Extracted records
-*-*-

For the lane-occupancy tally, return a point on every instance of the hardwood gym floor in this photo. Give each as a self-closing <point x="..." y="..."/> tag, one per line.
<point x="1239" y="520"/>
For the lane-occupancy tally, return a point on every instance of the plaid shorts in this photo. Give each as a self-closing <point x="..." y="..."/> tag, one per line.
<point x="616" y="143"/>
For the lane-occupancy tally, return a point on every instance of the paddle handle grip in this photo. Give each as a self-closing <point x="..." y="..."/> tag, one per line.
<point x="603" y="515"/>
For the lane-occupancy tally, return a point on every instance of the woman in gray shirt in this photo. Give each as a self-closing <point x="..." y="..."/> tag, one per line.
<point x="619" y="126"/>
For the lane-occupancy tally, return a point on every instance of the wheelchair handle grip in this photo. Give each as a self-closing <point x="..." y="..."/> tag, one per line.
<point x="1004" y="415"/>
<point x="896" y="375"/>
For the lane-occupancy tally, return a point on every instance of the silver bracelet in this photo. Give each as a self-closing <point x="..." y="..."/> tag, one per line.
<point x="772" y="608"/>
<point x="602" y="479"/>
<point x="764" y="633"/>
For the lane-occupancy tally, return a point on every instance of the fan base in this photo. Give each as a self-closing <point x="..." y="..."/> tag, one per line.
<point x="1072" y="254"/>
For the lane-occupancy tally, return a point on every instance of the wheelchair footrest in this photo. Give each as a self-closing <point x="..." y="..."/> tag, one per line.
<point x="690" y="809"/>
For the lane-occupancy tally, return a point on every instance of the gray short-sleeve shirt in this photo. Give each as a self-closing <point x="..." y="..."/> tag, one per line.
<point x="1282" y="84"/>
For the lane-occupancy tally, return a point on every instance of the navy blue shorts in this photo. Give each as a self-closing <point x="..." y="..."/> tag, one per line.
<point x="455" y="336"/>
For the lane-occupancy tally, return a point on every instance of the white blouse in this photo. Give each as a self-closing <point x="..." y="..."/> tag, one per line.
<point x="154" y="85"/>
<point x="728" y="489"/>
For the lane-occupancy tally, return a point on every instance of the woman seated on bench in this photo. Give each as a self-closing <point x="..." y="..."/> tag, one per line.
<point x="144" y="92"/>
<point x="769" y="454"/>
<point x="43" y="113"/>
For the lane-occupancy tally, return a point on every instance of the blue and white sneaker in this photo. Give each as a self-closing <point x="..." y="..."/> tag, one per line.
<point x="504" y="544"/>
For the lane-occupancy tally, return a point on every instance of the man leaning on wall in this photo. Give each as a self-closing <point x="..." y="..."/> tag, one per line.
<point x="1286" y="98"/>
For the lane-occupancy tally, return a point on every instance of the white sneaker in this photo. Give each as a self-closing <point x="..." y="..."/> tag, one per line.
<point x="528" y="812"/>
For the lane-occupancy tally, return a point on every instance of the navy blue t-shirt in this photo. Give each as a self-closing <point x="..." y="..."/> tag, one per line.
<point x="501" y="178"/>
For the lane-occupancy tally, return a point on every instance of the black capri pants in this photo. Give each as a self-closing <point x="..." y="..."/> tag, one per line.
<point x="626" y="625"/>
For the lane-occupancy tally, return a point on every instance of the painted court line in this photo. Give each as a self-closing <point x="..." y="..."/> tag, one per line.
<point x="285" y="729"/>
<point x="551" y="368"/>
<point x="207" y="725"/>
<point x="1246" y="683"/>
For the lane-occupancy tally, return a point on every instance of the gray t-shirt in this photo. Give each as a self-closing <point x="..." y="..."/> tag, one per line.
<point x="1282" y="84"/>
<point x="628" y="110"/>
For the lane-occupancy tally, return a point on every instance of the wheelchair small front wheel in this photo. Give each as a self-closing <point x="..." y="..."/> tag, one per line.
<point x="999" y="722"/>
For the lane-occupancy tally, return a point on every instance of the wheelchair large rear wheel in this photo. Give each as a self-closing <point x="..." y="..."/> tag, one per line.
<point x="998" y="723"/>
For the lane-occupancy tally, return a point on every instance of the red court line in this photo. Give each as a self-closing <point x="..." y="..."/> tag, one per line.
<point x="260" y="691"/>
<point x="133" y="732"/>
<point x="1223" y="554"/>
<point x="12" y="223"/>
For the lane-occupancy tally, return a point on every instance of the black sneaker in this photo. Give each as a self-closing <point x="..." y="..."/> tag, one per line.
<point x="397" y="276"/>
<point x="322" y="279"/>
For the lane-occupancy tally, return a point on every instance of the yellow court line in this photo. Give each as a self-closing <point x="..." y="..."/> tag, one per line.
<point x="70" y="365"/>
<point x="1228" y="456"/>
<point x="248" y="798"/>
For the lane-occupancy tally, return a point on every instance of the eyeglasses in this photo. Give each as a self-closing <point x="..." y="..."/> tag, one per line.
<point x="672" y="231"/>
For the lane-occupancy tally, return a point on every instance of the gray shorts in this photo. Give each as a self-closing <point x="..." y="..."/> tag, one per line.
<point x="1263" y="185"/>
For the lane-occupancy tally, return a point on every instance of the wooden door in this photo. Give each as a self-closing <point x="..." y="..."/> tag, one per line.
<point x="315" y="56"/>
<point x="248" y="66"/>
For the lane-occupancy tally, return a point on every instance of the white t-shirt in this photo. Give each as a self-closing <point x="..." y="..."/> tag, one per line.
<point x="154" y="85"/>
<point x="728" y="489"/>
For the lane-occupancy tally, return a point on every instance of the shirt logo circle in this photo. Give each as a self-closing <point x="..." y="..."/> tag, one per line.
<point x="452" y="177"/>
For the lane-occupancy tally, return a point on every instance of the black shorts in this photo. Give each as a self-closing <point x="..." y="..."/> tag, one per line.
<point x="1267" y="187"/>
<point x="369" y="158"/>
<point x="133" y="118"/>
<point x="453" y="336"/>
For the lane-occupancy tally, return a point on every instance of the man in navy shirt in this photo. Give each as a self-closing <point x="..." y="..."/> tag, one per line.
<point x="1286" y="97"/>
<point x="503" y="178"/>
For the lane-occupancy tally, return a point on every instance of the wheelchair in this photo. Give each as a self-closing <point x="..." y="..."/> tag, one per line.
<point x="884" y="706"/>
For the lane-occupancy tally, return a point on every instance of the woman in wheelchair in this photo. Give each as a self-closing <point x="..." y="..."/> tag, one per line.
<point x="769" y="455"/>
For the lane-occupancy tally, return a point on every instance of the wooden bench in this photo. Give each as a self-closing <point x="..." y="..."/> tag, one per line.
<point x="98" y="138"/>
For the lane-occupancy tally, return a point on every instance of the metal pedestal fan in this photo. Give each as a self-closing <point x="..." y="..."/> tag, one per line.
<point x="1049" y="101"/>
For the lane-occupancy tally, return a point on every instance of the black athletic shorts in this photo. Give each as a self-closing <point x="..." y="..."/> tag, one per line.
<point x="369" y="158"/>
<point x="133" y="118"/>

-*-*-

*Task statement*:
The data should be printed again exactly, line for line.

*Response*:
For the lane-occupancy tally, return a point on every instance of the hardwood gym floor in this photo. Give each as a self-closing <point x="..." y="..."/> tag, one per line.
<point x="1239" y="520"/>
For the lane-occupancy tally, return a point on every instance of the plaid shorts in this photo. Give each as a self-closing <point x="..." y="..."/> tag, one per line.
<point x="616" y="143"/>
For the lane-occupancy tally, return a point on every instance of the paddle handle grip in this photo. Give each as a self-closing <point x="..." y="..."/> tag, one per line.
<point x="603" y="515"/>
For the lane-occupancy tally, return a point on every instance of the woman in gray shirt in this photo. Give each as a self-closing <point x="..." y="..."/> tag, one per line.
<point x="619" y="126"/>
For the lane-occupancy tally, return a point on every instance of the wheelchair handle grip in this photo. Give each as a self-closing <point x="..." y="..."/> tag, one per line.
<point x="1004" y="415"/>
<point x="896" y="375"/>
For the lane-occupancy tally, return a point on every instance of the silver bracelet in this photo. Give each as a self-closing <point x="..." y="..."/> tag, one per line.
<point x="772" y="608"/>
<point x="602" y="479"/>
<point x="764" y="633"/>
For the lane-occupancy tally, return a point on every instance of the fan base in this photo. Give each as a self-closing <point x="..." y="..."/> tag, one per line.
<point x="1072" y="254"/>
For the lane-occupancy tally, return a point on every instance of the wheelchair footrest in this photo. Give each as a self-closing <point x="..." y="..."/> tag, one per line.
<point x="690" y="809"/>
For the lane-occupancy tally, return a point on every instance of the gray short-sleeve shirt in this photo. Give each as a self-closing <point x="..." y="..."/> tag, one per line.
<point x="1282" y="84"/>
For the lane-occupancy tally, return a point on every instance of the navy blue shorts in this photo. Give each as a self-closing <point x="..." y="..."/> tag, one per line.
<point x="455" y="336"/>
For the lane-occupancy tally, return a point on every instance of the white blouse in this photo. Give each as a self-closing <point x="..." y="..."/> tag, one per line.
<point x="154" y="85"/>
<point x="728" y="489"/>
For the lane-occupancy tally, return a point on every instance of the woman seated on bench in this photo. Give each as a self-closing <point x="..." y="..."/> tag, one per line.
<point x="144" y="92"/>
<point x="769" y="454"/>
<point x="43" y="113"/>
For the lane-occupancy tally, return a point on every instance of the blue and white sneaker in this photo. Give each as a self-closing <point x="..." y="..."/> tag, one per line.
<point x="504" y="544"/>
For the lane-occupancy tally, return a point on every instance of the man leaning on wall in this photo. Give each as a self-closing <point x="..." y="..."/> tag, one per line.
<point x="1286" y="98"/>
For the lane-occupancy tally, return a point on every instance of the white sneaker in this photo. Give each as a self-closing <point x="..." y="..."/> tag, one per line.
<point x="528" y="812"/>
For the lane-occupancy tally, return a point on every instance of the navy blue t-shirt in this photo. Give each as a self-closing <point x="..." y="..."/> tag, one per line.
<point x="501" y="178"/>
For the lane-occupancy tally, return a point on every instance of the black capri pants in this photo. Give each as a self-closing <point x="..." y="..."/> tag, one per line.
<point x="626" y="625"/>
For the lane-occupancy tally, return a point on every instance of the painted court line in this photo. Give each as a self-closing <point x="..." y="..."/> tag, one per line.
<point x="285" y="729"/>
<point x="551" y="368"/>
<point x="207" y="725"/>
<point x="1246" y="683"/>
For the lane-occupancy tally, return a point on every instance of the gray t-shirt in this photo. Give each as a self-closing <point x="..." y="..."/> tag, one per line.
<point x="1282" y="84"/>
<point x="628" y="110"/>
For the lane-occupancy tally, return a point on every instance of the wheelchair small front wheel in this photo. Give each as a self-closing <point x="..." y="..."/> tag, one per line.
<point x="999" y="722"/>
For the lane-occupancy tally, return a point on every instance of the wheelchair large rear wheel in this photo. Give each as a self-closing <point x="..." y="..."/> tag, one per line.
<point x="998" y="723"/>
For the lane-occupancy tally, return a point on every instance of the red court line in this photo. Give each as a self-closing <point x="..." y="..."/> tag, one per line.
<point x="260" y="691"/>
<point x="133" y="732"/>
<point x="1223" y="554"/>
<point x="12" y="223"/>
For the lane-occupancy tally, return a point on every instance of the black sneaker in this photo. Give each as a self-closing <point x="..." y="..."/> tag, one per line.
<point x="397" y="276"/>
<point x="322" y="279"/>
For the lane-occupancy tally, return a point on every instance of the yellow court line in this photo. Give each as a self-closing <point x="..." y="..."/> tag, one per line.
<point x="70" y="365"/>
<point x="1228" y="456"/>
<point x="248" y="798"/>
For the lane-occupancy tally, return a point on every instance of the eyeglasses in this photo. Give each as a self-closing <point x="..." y="..."/> tag, one per line.
<point x="672" y="231"/>
For the lane-occupancy tally, return a point on every instance of the gray shorts in this photo. Give each as a self-closing <point x="..." y="..."/> tag, one per line.
<point x="1263" y="185"/>
For the lane-occupancy tally, return a point on every instance of the wooden door in this photo. Give each as a self-closing <point x="..." y="..."/> tag, one per line.
<point x="315" y="56"/>
<point x="248" y="66"/>
For the lane-occupancy tally, return a point on every instance of the white t-shirt in this photo. Give each as a self-closing <point x="..." y="..."/> tag, one per line.
<point x="154" y="85"/>
<point x="728" y="489"/>
For the lane-occupancy tally, return a point on every instance of the shirt logo circle in this photo. Give each as a self-closing <point x="..." y="..."/> tag, one per line.
<point x="452" y="177"/>
For the lane-occupancy tally, return a point on every instance of the black shorts in this photo. Give each as a self-closing <point x="..." y="..."/> tag, one per line.
<point x="1267" y="187"/>
<point x="369" y="158"/>
<point x="133" y="118"/>
<point x="453" y="336"/>
For the lane-occupancy tally, return a point on every instance of the man in navy shirt in this photo. Give each as a self-closing <point x="..." y="..."/> tag, one per line.
<point x="1286" y="97"/>
<point x="503" y="178"/>
For the lane-occupancy tally, return a point on every instance of the wheelchair in this photo. Give each as a self-closing <point x="..." y="..."/> tag, one per line.
<point x="884" y="706"/>
For the lane-occupancy tally, return a point on every instance of the woman in wheelchair in this photo. Give each as a self-closing <point x="..." y="..."/> tag, one per line.
<point x="769" y="455"/>
For the lane-occupancy tally, return a point on every instance of the wooden bench in this photo. Give each as a self-closing <point x="..." y="..."/> tag, one per line.
<point x="98" y="138"/>
For the lane-occupancy tally, return a point on every instance of the metal pedestal fan in this photo. Give each as a self-closing <point x="..." y="..."/> tag, one per line.
<point x="1049" y="101"/>
For the lane-occupancy tally, return a point on every instance of the black athletic shorts in this photo. Give each as a self-closing <point x="..." y="..."/> tag, one per line.
<point x="369" y="158"/>
<point x="133" y="118"/>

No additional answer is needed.